**Your instructions:**
Put every line of the listing below into a Markdown table with two columns, "No." and "Text", giving each line a row number and skipping blank lines.

**Outline records:**
──────────

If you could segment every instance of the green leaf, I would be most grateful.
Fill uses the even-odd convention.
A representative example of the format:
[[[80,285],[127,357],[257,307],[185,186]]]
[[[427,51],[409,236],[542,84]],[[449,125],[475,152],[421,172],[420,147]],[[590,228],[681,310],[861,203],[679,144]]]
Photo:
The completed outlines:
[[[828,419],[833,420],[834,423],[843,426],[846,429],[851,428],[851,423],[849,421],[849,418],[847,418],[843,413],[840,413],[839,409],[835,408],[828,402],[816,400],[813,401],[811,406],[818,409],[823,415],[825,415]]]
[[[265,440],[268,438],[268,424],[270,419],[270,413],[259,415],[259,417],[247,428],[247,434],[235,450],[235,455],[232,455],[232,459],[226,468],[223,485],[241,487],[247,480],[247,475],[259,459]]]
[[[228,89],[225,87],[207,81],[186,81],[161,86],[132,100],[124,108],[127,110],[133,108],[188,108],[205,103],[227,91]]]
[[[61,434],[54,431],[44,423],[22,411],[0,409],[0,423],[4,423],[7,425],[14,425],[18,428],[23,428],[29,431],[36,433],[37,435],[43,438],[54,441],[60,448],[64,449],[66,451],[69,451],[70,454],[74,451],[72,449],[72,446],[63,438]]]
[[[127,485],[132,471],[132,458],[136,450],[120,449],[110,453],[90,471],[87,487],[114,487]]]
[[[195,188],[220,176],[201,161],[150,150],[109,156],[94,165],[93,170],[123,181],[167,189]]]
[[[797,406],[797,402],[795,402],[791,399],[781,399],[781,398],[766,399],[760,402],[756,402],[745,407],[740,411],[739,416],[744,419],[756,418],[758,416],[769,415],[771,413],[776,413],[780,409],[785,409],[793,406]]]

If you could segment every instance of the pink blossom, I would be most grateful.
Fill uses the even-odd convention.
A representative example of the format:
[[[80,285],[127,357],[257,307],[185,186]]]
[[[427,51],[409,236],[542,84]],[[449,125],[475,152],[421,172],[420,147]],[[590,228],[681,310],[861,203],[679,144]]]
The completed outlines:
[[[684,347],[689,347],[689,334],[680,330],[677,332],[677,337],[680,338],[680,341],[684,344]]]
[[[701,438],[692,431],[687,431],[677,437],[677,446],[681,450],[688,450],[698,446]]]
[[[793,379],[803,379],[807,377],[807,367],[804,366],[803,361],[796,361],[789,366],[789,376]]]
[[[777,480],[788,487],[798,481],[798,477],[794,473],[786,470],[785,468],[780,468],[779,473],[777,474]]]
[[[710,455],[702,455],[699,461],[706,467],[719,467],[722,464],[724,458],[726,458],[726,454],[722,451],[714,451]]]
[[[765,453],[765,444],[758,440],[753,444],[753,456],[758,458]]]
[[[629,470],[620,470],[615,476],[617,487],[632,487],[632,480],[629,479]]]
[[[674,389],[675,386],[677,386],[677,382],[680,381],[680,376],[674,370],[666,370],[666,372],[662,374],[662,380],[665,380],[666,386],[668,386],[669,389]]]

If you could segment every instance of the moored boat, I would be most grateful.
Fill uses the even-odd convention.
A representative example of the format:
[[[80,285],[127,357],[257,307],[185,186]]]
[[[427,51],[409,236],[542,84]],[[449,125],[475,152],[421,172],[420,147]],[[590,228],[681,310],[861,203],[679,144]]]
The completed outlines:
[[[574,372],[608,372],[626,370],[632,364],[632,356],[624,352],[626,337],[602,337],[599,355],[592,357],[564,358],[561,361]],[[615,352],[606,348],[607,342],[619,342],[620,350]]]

──────────

**Response to the exercise:**
| No. | Text |
|---|---|
| 1 | If you could segment every instance of the green leaf, I would be most grateful. |
| 2 | Fill uses the even-odd convention. |
| 3 | A representative example of the format: |
| 4 | [[[80,285],[127,357],[257,307],[185,186]]] |
| 5 | [[[427,51],[409,236],[542,84]],[[449,125],[475,152],[421,172],[420,147]],[[590,228],[681,310],[861,203],[679,144]]] |
| 6 | Photo: |
| 7 | The completed outlines: |
| 8 | [[[828,419],[833,420],[834,423],[843,426],[846,429],[851,428],[851,423],[849,421],[849,418],[847,418],[843,413],[840,413],[839,409],[835,408],[828,402],[816,400],[813,401],[811,406],[818,409],[823,415],[825,415]]] |
| 9 | [[[265,440],[268,438],[268,424],[270,419],[270,413],[259,415],[259,417],[247,428],[247,434],[235,450],[235,455],[232,455],[232,459],[226,468],[223,485],[241,487],[247,480],[247,475],[259,459]]] |
| 10 | [[[228,89],[225,87],[207,81],[186,81],[161,86],[132,100],[124,108],[127,110],[133,108],[188,108],[205,103],[227,91]]] |
| 11 | [[[61,434],[54,431],[44,423],[22,411],[0,409],[0,423],[4,423],[7,425],[14,425],[18,428],[23,428],[29,431],[36,433],[37,435],[43,438],[54,441],[60,448],[64,449],[66,451],[69,451],[70,454],[74,451],[72,449],[72,446],[63,438]]] |
| 12 | [[[127,485],[132,471],[132,458],[136,450],[120,449],[110,453],[90,471],[87,487],[114,487]]] |
| 13 | [[[195,188],[220,176],[201,161],[150,150],[109,156],[94,165],[93,170],[123,181],[167,189]]] |
| 14 | [[[797,406],[797,402],[795,402],[791,399],[781,399],[781,398],[766,399],[760,402],[756,402],[745,407],[740,411],[739,416],[744,419],[756,418],[758,416],[769,415],[771,413],[776,413],[780,409],[785,409],[793,406]]] |
| 15 | If you could segment every instance of the pink blossom, I would be most grateful. |
| 16 | Fill uses the even-odd convention. |
| 17 | A representative example of the format: |
| 18 | [[[80,285],[127,357],[257,307],[185,186]]] |
| 19 | [[[427,51],[409,236],[542,84]],[[449,125],[475,152],[421,172],[420,147]],[[590,228],[681,310],[861,203],[679,144]]] |
| 20 | The completed outlines: |
| 21 | [[[684,347],[689,347],[689,334],[680,330],[677,332],[677,337],[680,338],[680,341],[684,344]]] |
| 22 | [[[701,438],[692,431],[687,431],[677,437],[677,446],[681,450],[688,450],[698,446]]] |
| 23 | [[[793,379],[803,379],[807,377],[807,367],[804,366],[803,361],[796,361],[789,366],[789,376]]] |
| 24 | [[[777,480],[788,487],[798,481],[798,477],[794,473],[786,470],[785,468],[780,468],[779,473],[777,474]]] |
| 25 | [[[710,455],[702,455],[699,461],[706,467],[719,467],[722,464],[724,458],[726,458],[726,454],[722,451],[714,451]]] |
| 26 | [[[765,453],[765,444],[758,440],[753,444],[753,456],[758,458]]] |
| 27 | [[[629,470],[620,470],[615,476],[617,487],[632,487],[632,480],[629,479]]] |
| 28 | [[[674,389],[675,386],[677,386],[677,382],[680,381],[680,376],[674,370],[666,370],[666,372],[662,374],[662,380],[665,380],[666,386],[668,386],[669,389]]] |
| 29 | If you could segment every instance of the moored boat, I would be most grateful. |
| 30 | Fill uses the even-odd convention. |
| 31 | A representative example of the format: |
| 32 | [[[80,285],[127,357],[257,307],[185,186]]] |
| 33 | [[[427,51],[409,236],[542,84]],[[449,125],[475,152],[421,172],[420,147]],[[590,228],[681,310],[861,203],[679,144]]] |
| 34 | The completed outlines: |
| 35 | [[[574,372],[608,372],[626,370],[632,364],[632,356],[624,352],[626,337],[602,337],[599,355],[592,357],[564,358],[561,361]],[[615,352],[606,348],[607,342],[619,342],[620,350]]] |